§ Source data
________________
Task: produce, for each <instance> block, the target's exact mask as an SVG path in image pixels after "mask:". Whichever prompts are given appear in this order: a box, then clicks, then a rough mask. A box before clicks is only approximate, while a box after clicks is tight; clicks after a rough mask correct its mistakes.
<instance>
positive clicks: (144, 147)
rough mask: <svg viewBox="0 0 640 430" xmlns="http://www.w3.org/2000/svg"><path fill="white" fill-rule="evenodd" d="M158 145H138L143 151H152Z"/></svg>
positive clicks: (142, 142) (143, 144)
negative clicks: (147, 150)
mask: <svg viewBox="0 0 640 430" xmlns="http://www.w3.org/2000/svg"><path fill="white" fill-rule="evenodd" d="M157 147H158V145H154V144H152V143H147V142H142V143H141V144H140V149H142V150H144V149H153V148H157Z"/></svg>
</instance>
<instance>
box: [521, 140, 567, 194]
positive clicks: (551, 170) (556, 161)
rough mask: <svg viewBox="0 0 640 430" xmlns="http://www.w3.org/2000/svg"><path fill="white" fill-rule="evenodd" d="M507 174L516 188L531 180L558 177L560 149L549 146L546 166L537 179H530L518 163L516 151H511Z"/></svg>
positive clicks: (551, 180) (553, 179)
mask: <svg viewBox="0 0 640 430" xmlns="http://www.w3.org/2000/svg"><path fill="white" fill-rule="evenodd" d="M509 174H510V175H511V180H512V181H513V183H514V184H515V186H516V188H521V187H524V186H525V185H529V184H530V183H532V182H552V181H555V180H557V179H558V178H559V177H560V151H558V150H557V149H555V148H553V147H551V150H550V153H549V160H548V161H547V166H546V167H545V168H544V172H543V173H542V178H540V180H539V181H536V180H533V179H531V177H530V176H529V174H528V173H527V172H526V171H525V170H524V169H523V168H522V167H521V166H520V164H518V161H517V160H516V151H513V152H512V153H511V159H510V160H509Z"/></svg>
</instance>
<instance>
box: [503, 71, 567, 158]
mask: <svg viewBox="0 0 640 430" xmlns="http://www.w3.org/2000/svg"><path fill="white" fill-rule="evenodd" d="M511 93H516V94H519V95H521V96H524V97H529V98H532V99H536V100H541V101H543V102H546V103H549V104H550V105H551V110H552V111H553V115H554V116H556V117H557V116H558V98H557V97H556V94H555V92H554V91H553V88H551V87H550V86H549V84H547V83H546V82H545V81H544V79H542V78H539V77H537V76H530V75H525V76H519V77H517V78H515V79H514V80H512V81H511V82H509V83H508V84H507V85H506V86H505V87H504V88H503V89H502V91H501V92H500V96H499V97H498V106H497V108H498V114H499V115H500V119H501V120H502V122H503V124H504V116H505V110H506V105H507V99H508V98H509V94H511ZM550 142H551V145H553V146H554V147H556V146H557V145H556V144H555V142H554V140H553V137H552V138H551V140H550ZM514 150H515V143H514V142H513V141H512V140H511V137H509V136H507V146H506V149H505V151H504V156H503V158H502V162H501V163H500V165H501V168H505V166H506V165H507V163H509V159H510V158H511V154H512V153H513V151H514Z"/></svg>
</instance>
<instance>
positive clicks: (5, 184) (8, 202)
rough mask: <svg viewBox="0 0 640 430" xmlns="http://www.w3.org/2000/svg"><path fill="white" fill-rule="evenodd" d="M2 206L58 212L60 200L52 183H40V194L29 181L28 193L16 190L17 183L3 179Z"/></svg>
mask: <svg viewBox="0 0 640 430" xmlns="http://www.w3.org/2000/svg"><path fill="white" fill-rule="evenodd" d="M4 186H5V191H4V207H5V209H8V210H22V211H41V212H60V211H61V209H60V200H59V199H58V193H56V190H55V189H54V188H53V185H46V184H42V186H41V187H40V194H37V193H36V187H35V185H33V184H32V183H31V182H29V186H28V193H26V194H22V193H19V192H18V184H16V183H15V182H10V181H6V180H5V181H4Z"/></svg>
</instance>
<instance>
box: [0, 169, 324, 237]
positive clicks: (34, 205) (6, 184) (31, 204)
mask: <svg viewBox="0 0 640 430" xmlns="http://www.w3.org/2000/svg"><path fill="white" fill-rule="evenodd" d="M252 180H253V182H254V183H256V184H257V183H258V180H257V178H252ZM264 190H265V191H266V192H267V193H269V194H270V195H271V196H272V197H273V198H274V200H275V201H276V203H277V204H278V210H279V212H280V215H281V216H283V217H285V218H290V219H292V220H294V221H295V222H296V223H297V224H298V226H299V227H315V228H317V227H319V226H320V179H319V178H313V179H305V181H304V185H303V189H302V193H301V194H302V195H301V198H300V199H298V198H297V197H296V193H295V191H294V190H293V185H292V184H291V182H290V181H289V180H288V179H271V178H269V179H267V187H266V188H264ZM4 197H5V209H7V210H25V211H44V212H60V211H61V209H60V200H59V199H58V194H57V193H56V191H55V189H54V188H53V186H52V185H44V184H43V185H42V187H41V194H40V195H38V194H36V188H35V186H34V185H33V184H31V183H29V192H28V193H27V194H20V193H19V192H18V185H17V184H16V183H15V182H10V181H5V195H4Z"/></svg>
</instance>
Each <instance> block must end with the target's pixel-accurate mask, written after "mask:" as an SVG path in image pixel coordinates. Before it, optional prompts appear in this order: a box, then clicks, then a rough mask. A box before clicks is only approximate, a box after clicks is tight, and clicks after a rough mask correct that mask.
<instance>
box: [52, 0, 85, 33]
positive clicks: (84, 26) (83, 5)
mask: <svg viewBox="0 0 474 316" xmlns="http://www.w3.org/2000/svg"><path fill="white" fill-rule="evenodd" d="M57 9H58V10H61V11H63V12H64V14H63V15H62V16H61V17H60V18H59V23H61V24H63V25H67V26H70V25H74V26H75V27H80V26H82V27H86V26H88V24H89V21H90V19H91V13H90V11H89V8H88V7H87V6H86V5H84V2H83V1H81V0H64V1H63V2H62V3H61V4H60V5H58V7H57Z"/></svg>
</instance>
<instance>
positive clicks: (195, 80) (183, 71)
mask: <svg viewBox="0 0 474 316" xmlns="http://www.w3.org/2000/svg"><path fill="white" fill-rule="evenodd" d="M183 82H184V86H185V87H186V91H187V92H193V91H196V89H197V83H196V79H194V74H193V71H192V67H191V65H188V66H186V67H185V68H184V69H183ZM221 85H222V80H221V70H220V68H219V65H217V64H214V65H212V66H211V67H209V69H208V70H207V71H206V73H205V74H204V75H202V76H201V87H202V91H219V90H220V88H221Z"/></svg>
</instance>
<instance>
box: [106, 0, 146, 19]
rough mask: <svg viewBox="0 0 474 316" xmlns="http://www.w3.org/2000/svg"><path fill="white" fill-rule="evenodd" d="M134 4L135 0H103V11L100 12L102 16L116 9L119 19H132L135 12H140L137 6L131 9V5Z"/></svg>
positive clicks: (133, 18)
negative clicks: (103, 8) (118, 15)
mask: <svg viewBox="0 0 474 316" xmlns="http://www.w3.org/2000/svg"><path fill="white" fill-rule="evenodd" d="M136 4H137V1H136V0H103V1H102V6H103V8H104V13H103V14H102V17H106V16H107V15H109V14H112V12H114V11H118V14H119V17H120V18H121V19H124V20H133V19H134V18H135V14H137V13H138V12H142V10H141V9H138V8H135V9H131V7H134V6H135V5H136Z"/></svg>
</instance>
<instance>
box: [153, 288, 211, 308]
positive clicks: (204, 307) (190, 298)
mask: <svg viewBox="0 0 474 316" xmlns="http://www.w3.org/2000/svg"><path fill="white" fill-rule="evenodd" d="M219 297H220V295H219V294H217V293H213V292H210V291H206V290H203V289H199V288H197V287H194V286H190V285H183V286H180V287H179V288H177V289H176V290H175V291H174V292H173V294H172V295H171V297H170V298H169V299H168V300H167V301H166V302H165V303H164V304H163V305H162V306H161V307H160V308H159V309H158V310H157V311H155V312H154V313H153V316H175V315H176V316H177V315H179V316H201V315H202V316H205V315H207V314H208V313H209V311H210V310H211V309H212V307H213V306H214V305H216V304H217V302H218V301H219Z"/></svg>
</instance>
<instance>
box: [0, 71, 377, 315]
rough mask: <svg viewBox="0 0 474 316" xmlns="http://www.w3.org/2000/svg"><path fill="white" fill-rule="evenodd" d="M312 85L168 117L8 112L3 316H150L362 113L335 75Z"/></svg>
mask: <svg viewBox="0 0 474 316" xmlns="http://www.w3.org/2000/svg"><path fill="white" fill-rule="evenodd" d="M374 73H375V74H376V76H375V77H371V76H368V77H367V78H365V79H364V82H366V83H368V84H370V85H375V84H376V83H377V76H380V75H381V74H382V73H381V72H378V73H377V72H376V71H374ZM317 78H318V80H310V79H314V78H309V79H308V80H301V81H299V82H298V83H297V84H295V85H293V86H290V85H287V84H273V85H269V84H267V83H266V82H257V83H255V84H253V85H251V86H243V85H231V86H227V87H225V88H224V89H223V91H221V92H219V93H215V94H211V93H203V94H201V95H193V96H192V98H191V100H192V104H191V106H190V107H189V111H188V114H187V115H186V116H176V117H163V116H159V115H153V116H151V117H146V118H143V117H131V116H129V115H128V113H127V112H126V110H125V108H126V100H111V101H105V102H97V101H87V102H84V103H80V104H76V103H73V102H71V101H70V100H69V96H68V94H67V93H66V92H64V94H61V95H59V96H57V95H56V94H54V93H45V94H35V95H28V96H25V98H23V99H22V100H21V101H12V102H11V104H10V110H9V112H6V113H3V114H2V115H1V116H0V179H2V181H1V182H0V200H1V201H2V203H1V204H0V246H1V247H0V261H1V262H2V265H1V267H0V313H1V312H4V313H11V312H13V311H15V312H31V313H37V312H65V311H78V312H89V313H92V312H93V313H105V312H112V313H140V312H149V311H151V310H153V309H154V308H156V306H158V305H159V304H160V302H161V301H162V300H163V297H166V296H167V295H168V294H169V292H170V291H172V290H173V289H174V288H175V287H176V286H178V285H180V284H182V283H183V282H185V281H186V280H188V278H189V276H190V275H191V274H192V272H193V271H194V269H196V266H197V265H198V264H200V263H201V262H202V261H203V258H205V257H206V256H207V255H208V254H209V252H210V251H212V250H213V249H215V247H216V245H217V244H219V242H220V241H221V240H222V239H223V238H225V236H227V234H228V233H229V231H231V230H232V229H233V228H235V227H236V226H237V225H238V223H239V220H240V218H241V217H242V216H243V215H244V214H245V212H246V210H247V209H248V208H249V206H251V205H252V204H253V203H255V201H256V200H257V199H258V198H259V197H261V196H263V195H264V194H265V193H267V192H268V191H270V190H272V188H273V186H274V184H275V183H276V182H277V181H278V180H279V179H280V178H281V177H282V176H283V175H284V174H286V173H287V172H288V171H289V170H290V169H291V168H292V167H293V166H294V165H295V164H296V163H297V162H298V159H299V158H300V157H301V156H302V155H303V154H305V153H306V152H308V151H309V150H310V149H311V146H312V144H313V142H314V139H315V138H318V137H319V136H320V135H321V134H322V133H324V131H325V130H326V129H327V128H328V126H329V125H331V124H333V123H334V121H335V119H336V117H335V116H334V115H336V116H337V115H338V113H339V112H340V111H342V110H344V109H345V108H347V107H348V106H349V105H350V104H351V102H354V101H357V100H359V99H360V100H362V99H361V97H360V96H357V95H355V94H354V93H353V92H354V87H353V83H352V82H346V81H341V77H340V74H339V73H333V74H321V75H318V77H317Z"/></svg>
________________
§ Work request
When you reach the line that contains "positive clicks: (142, 142) (143, 144)", stop; output it and every line before it from the start of the data, exactly as written.

§ Exercise output
Task: produce, for each <instance> block, the target's exact mask as an SVG path in image pixels after "mask:". Whichever prompts are given appear in this order: a box, then clicks, then a rough mask. A box before clicks is only approximate, while a box after clicks is tight; clicks after a rough mask correct its mistakes.
<instance>
positive clicks: (144, 147)
rough mask: <svg viewBox="0 0 640 430" xmlns="http://www.w3.org/2000/svg"><path fill="white" fill-rule="evenodd" d="M158 145H138L143 151H152Z"/></svg>
positive clicks: (142, 142) (143, 144)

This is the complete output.